■ **Your task**
Pull out every line of the listing below that contains the string "horizontal", matching its case exactly.
begin Dataset records
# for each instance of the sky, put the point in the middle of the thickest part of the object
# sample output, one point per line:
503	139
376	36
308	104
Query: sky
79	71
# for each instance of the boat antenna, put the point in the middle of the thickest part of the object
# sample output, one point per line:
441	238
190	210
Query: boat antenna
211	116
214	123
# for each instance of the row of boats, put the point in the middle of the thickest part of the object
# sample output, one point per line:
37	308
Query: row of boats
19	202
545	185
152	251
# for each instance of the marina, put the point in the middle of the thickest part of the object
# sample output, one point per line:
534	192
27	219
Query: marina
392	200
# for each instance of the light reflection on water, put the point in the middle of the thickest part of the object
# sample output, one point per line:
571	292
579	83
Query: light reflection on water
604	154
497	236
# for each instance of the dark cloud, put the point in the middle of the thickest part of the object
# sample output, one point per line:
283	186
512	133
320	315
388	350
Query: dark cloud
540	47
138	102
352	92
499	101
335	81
end Dataset records
begin Dataset records
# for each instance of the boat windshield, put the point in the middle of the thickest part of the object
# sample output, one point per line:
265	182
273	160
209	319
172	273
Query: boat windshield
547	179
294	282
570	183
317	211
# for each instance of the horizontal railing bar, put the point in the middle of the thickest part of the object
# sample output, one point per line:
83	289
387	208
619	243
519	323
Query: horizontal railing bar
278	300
end Dataset records
begin Dataset records
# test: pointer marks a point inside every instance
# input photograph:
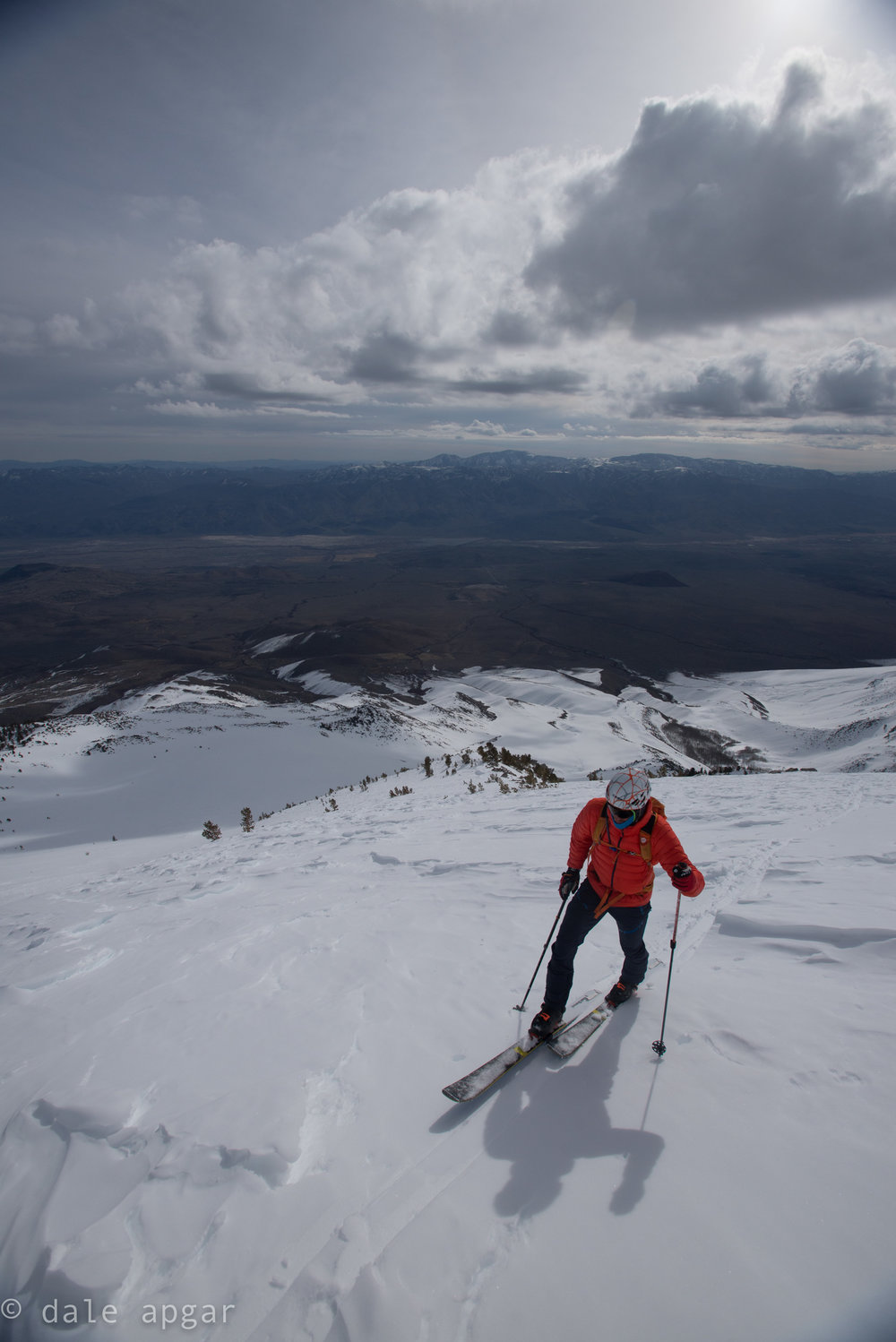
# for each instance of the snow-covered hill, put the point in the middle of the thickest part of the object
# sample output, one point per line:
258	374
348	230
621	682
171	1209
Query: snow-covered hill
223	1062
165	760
end Dataset records
■ **Completed task**
# for each instance of the horizontal railing bar, put the point in the middle of the thickest part of the object
Query: horizontal railing bar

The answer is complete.